**STATED PROBLEM:**
All of the listing below must be repeated word for word. Pictures are the only thing to omit.
-- Start EXTRACTED DATA --
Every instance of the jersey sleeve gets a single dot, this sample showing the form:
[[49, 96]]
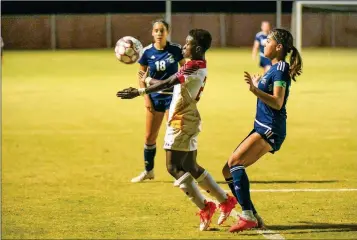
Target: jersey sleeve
[[257, 37], [186, 70], [143, 60], [178, 54], [281, 76]]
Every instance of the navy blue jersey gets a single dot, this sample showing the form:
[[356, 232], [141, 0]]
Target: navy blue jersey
[[261, 38], [162, 63], [267, 117]]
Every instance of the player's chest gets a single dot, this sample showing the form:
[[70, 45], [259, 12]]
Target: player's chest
[[266, 83], [161, 62], [263, 41]]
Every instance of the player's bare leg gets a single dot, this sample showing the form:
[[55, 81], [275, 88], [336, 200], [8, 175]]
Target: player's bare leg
[[185, 181], [207, 183], [153, 124], [246, 154], [266, 68], [229, 180]]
-- End EXTRACTED DATA --
**EXPECTED ANSWER:**
Every instance of the jersey sleeve gets a single dot, this sample showing the form:
[[49, 96]]
Target: jersey sleeve
[[257, 37], [186, 70], [143, 60], [178, 54], [281, 76]]
Every instance of the navy blue jersey gets a single dot, this sample showing the form:
[[356, 232], [141, 0]]
Target: navy blue jersey
[[261, 38], [162, 63], [267, 117]]
Every instance of the player's chest gets a single dot, this sample showing the form:
[[70, 45], [259, 12]]
Target: player's chest
[[266, 83], [161, 62], [263, 41]]
Every instance of the player's bare leg gets a single dot, this sample showing the form:
[[55, 81], [275, 88], [336, 200], [8, 175]]
Target: player's bare leg
[[185, 181], [207, 183], [153, 124], [246, 154], [266, 68], [229, 180]]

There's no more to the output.